- **Exercise**: Copy out all the records with every "drop one dot" changed to "place a single point" and nothing else altered, omitting the pictures.
>>>
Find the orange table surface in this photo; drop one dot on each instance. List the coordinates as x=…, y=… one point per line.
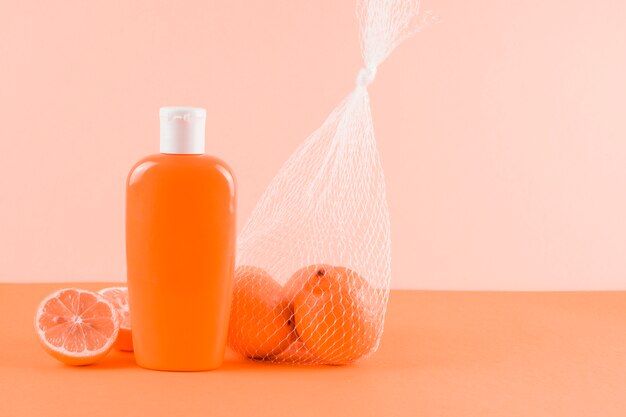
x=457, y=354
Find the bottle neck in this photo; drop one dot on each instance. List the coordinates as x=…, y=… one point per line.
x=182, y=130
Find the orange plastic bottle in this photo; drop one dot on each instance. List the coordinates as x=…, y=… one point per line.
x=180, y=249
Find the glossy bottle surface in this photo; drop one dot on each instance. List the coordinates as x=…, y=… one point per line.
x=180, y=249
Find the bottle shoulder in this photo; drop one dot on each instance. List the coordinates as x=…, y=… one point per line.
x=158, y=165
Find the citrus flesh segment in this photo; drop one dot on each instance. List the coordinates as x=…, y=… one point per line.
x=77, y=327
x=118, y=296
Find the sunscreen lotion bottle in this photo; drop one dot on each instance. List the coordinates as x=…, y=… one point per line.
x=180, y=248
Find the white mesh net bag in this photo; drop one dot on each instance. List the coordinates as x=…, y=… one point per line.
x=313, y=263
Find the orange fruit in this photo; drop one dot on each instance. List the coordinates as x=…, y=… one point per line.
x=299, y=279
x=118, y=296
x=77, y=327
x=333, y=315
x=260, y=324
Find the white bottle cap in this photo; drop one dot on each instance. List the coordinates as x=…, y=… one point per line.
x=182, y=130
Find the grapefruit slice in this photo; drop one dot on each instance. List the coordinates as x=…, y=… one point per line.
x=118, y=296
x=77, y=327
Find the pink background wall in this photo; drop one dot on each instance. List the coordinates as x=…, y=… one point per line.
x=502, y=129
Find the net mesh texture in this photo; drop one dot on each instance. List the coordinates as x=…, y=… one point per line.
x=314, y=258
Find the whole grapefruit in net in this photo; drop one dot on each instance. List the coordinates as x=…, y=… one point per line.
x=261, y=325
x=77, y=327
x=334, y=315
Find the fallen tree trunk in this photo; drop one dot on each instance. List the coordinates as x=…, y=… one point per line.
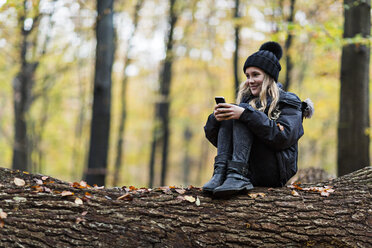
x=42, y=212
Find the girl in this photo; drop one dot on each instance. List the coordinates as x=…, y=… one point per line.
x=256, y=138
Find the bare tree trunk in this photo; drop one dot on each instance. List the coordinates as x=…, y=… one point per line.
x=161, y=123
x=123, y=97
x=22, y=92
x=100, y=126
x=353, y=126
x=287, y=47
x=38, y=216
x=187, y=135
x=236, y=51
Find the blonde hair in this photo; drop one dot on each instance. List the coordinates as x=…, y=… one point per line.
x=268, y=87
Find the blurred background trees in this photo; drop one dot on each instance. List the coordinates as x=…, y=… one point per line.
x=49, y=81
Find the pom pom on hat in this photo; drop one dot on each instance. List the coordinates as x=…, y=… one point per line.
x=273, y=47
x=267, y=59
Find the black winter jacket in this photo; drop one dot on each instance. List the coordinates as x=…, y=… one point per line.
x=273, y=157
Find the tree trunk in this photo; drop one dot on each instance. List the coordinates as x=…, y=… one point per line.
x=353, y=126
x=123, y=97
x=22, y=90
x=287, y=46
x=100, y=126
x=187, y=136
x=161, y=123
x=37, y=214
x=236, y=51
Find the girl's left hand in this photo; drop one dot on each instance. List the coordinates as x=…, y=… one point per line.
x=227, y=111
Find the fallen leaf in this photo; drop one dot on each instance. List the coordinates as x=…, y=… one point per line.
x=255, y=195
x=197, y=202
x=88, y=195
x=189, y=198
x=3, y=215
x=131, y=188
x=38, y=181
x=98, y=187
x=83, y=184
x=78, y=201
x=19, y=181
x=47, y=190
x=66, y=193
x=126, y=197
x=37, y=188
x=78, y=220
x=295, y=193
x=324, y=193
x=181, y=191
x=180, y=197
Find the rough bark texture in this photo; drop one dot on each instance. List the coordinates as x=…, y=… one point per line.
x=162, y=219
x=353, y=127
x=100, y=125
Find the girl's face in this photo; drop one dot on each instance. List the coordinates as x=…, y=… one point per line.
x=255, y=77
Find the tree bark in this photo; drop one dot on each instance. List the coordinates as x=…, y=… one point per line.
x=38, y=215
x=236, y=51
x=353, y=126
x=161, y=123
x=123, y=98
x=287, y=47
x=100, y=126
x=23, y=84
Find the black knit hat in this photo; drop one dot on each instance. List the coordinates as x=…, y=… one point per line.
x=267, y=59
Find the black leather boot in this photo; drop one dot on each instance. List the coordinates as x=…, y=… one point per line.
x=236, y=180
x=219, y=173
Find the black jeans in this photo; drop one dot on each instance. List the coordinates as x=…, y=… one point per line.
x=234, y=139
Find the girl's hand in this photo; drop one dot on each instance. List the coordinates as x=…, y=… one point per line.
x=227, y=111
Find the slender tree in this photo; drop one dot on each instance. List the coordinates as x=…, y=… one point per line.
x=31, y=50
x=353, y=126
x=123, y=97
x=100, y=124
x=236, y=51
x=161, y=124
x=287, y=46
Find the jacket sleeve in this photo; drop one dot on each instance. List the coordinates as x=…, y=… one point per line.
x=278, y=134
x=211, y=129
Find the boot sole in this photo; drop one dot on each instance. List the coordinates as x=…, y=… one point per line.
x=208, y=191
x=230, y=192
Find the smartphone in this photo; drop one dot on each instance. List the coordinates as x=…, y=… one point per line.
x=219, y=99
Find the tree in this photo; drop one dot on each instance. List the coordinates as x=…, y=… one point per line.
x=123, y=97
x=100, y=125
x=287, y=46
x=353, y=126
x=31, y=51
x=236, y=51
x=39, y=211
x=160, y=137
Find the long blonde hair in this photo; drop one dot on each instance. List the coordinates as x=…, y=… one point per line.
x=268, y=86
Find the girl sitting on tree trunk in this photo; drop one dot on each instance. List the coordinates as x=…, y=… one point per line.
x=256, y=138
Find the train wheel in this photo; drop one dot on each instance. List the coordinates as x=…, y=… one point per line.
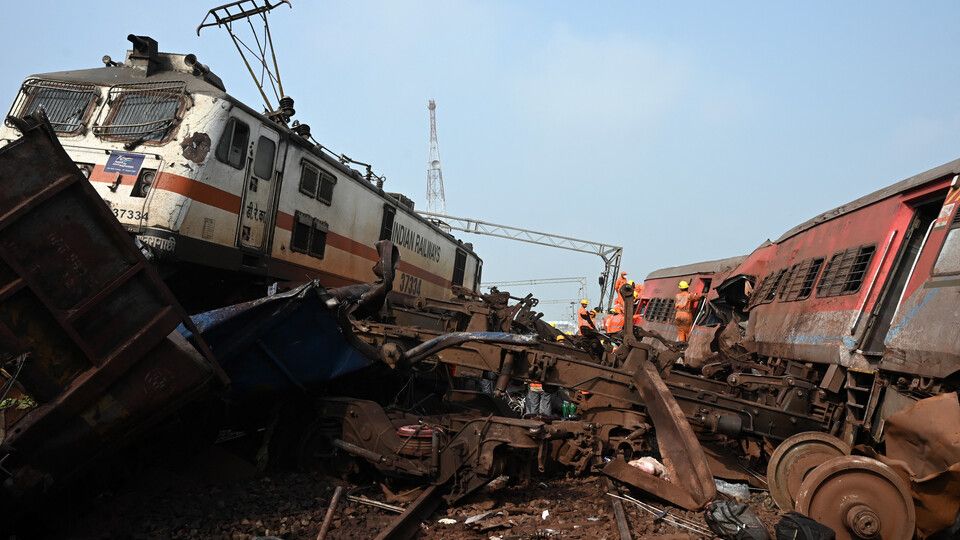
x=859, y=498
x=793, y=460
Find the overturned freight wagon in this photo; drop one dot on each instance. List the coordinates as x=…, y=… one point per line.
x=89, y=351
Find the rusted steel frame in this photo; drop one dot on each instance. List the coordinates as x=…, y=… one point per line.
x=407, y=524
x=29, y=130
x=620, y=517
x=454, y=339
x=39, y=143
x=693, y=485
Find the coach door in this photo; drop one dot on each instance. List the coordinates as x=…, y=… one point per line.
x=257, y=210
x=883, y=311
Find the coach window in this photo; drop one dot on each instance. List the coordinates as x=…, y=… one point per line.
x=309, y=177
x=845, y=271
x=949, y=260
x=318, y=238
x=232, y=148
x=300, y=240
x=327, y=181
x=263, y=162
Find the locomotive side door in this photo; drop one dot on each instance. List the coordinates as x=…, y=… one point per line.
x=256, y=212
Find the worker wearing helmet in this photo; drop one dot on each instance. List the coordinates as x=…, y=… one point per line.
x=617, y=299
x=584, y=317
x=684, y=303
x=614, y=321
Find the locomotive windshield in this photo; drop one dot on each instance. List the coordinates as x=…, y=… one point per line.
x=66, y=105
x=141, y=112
<<<
- **Answer to this problem**:
Find the orange table surface in this photo; place a single point on each instance. List the coordinates as x=…, y=… one point per line.
x=457, y=354
Find the bottle neck in this photo; place a single point on each instance. List the coordinates as x=…, y=… one point per line.
x=182, y=130
Find the orange plastic bottle in this photo; place a single point on each instance. List the coordinates as x=…, y=… one point per line.
x=180, y=249
Find the glossy bottle surface in this photo; place a single point on each instance. List the coordinates as x=…, y=… one point per line.
x=180, y=249
Find the bottle shoulder in this photo; place a single point on each instance. List the coordinates as x=…, y=… one point per line.
x=158, y=165
Find the citrus flesh segment in this photo; place a single point on each instance. List the coordinates as x=…, y=… one point per line.
x=77, y=327
x=118, y=296
Find the sunscreen lotion bottle in this photo; place a single point on each instance. List the coordinates as x=…, y=… one point per line.
x=180, y=248
Find the white mesh net bag in this photo; place a single point on each instance. List the coordinates as x=…, y=… one point per line.
x=313, y=263
Find the orange fruit in this photo; place a single point on each instance. List the coordinates as x=…, y=… one point per line.
x=299, y=279
x=118, y=296
x=77, y=327
x=333, y=315
x=260, y=324
Find the white bottle cap in this photo; place a single point on each instance. List the coordinates as x=…, y=… one point per line.
x=182, y=130
Find the grapefruit slice in this photo; place a single point on each instance. List the coordinates as x=…, y=… one point per line.
x=118, y=296
x=77, y=327
Find the pink background wall in this photo; place a single point on each instance. List the coordinates as x=…, y=… one point per line.
x=502, y=129
Find the net mesh texture in this photo; place a single point on each instance. List the coordinates as x=…, y=… one point per line.
x=314, y=258
Find the whole grapefruit in net in this photo; place a single point on each instance. List the coordinates as x=…, y=… one point per line.
x=261, y=325
x=77, y=327
x=334, y=315
Find the fallen tree trunk in this photo; place a single point on each instance. List the coordinates as x=…, y=… one point per line.
x=42, y=212
Find the girl in this photo; place a single point on each instance. List the coordinates as x=…, y=… one point per line.
x=256, y=138
Find the bare tree trunk in this photo; place a single point on each instance. List the coordinates as x=…, y=… one point per line.
x=161, y=123
x=123, y=97
x=22, y=92
x=100, y=126
x=353, y=126
x=287, y=47
x=38, y=216
x=187, y=135
x=236, y=51
Find the blonde hair in this photo; place a single point on each instance. List the coordinates as x=…, y=… one point per line.
x=268, y=87
Find the blurred background trees in this photo; place a single point on each instance. List the coordinates as x=…, y=… one point per line.
x=49, y=81
Find the pom pom on hat in this photo; place a single point on each instance. List the coordinates as x=…, y=… one point per line.
x=273, y=47
x=267, y=59
Find the black winter jacket in this photo; place a single point on each instance. List the coordinates as x=…, y=… one point per line.
x=273, y=157
Find the tree trunk in this photo; place a single point on each instance. List the coordinates as x=…, y=… one point per line.
x=353, y=126
x=123, y=97
x=22, y=90
x=287, y=46
x=100, y=126
x=187, y=136
x=161, y=123
x=37, y=214
x=236, y=51
Find the girl's left hand in this photo; place a single point on each instance. List the coordinates as x=…, y=… one point per line.
x=227, y=111
Find the fallen leaf in this photo; place a single point on each instance. List the coordinates as x=…, y=… one point per line.
x=255, y=195
x=197, y=202
x=88, y=195
x=189, y=198
x=3, y=215
x=131, y=188
x=38, y=181
x=98, y=187
x=83, y=184
x=78, y=201
x=19, y=181
x=47, y=190
x=66, y=193
x=126, y=197
x=37, y=188
x=78, y=220
x=295, y=193
x=324, y=193
x=181, y=191
x=180, y=197
Find the rough bark texture in this photo; place a single point on each instance. List the coordinates as x=…, y=… one point per line.
x=162, y=219
x=353, y=127
x=100, y=125
Find the girl's face in this photo; place a single point on each instance. List the coordinates as x=…, y=… one point per line.
x=255, y=77
Find the tree bark in this photo; place a single point on each instance. List the coordinates as x=…, y=… one point per line.
x=38, y=215
x=236, y=51
x=353, y=126
x=161, y=123
x=123, y=98
x=287, y=47
x=100, y=126
x=23, y=84
Find the black knit hat in this photo; place a single point on each instance. List the coordinates as x=…, y=… one point per line.
x=267, y=59
Find the black leather boot in this photo; place a single point on each instance. List the coordinates as x=…, y=… one point per line.
x=236, y=180
x=219, y=173
Find the black jeans in this photo; place a single point on each instance. List the coordinates as x=…, y=… one point per line.
x=234, y=139
Find the girl's hand in this photo; place a single point on each instance. List the coordinates as x=…, y=… one point per line.
x=227, y=111
Find the slender tree in this photo; place a single point on each instance. List the coordinates as x=…, y=… one point per line.
x=31, y=50
x=353, y=126
x=123, y=97
x=100, y=124
x=236, y=51
x=161, y=124
x=287, y=46
Find the jacket sleeve in this photo; place a single point on each instance. List the coordinates as x=…, y=… one point per line.
x=278, y=134
x=211, y=129
Find the boot sole in this photo; place a single point on each instance. List the coordinates as x=…, y=… one point per line.
x=208, y=191
x=230, y=192
Find the smartphone in this photo; place a single point on each instance. List the coordinates as x=…, y=… one point per line.
x=219, y=99
Find the tree in this photo; place a single point on each instance. List the coordinates as x=…, y=… one point per line.
x=123, y=97
x=100, y=125
x=287, y=46
x=353, y=126
x=31, y=51
x=236, y=51
x=39, y=211
x=160, y=137
Find the long blonde hair in this photo; place a single point on each instance. List the coordinates as x=…, y=… one point per line.
x=268, y=86
Find the girl sitting on tree trunk in this photo; place a single point on each instance. List the coordinates as x=…, y=… one point per line.
x=256, y=138
Find the train wheel in this photo; place a single point on each instance. List the coordinates as x=…, y=… one point per line.
x=859, y=498
x=793, y=460
Find the overturned freight wagon in this photo; place a single point on each instance. List the coordinates as x=…, y=… one point per line.
x=89, y=351
Find the rusted steel frame in this photo; place a single point on each instance. List the coordinates as x=…, y=… one point per line.
x=407, y=524
x=29, y=130
x=620, y=517
x=454, y=339
x=39, y=143
x=693, y=485
Find the coach door in this photo; place a single point on each instance. List the coordinates as x=…, y=… one point per line.
x=257, y=210
x=883, y=311
Find the coach window in this photo; place a single point on each instance. List the coordinates as x=…, y=… one point per line.
x=309, y=177
x=845, y=271
x=949, y=260
x=318, y=238
x=232, y=148
x=300, y=240
x=327, y=181
x=263, y=162
Find the locomotive side door in this photo; place a single point on each instance. List the coordinates as x=…, y=… one point per line.
x=256, y=212
Find the worker wearing helmet in this photo; place a single point on each instance. List the coordinates as x=…, y=… one point per line.
x=617, y=299
x=584, y=317
x=684, y=303
x=614, y=321
Find the locomotive windshield in this photo; place a single point on each instance. List the coordinates as x=…, y=… one point per line.
x=66, y=105
x=141, y=112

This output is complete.